━━━━━ Given records ━━━━━
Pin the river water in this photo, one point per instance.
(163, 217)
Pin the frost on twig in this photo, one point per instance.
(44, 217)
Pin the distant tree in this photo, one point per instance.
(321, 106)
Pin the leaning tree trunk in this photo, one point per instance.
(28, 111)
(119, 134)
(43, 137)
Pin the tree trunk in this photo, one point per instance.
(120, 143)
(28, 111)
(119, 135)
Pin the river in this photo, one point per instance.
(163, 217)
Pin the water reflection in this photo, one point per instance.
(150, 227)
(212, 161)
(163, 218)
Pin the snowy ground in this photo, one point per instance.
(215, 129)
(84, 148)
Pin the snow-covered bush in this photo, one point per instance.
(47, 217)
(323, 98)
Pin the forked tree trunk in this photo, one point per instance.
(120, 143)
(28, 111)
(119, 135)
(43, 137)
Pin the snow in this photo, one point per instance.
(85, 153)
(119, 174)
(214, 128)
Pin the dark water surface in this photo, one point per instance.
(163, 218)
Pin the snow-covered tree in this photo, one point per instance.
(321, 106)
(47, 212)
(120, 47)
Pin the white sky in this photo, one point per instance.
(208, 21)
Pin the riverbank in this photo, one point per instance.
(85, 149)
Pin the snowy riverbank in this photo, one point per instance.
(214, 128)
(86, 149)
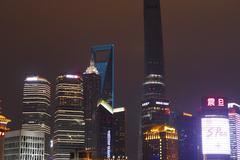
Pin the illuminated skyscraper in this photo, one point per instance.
(187, 136)
(160, 143)
(153, 50)
(214, 130)
(234, 120)
(24, 145)
(91, 93)
(36, 103)
(3, 129)
(119, 133)
(69, 125)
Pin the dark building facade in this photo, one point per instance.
(213, 129)
(91, 93)
(154, 108)
(69, 125)
(187, 136)
(103, 56)
(104, 118)
(119, 133)
(111, 132)
(36, 103)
━━━━━
• _Exercise description_:
Omit the pictures, then quote the rest of the material above exactly.

• _Result_:
Pin the river water in this photo, one point per instance.
(163, 217)
Pin the frost on twig in this photo, one point per instance.
(44, 217)
Pin the distant tree in this photo, one point per instance.
(321, 106)
Pin the leaning tree trunk in this photo, one point per instance.
(28, 111)
(119, 134)
(43, 137)
Pin the tree trunk in this photo, one point per instance.
(120, 143)
(28, 111)
(119, 135)
Pin the river in this photo, one point per instance.
(163, 217)
Pin the water reflection in this photo, one point per instance.
(150, 227)
(212, 161)
(163, 218)
Pin the snowy ground in this photo, one point per instance.
(215, 129)
(84, 148)
Pin the snow-covered bush in this photo, one point per instance.
(47, 217)
(323, 98)
Pin the forked tree trunk in this photo, one point per instance.
(120, 143)
(28, 111)
(119, 135)
(43, 137)
Pin the snow in this photo, one point per instance.
(85, 153)
(119, 174)
(214, 128)
Pin the dark water surface in this photo, one point per instance.
(163, 218)
Pin the snow-covered tree in this photo, one point per instance.
(321, 106)
(47, 212)
(120, 47)
Pin the white sky in this photo, one point per instance.
(208, 21)
Pin the riverbank in this photo, one point per instance.
(85, 149)
Pin the snowy riverbank in this photo, one point per instance.
(214, 128)
(86, 149)
Pin the illuminated skyscraper in this photo, one point per instance.
(187, 136)
(160, 143)
(153, 50)
(214, 130)
(234, 120)
(24, 145)
(91, 93)
(36, 103)
(3, 129)
(119, 133)
(69, 125)
Pin the dark building facade in this photo, one point per instance.
(213, 129)
(91, 93)
(154, 108)
(69, 125)
(187, 136)
(103, 56)
(104, 118)
(119, 133)
(111, 132)
(36, 103)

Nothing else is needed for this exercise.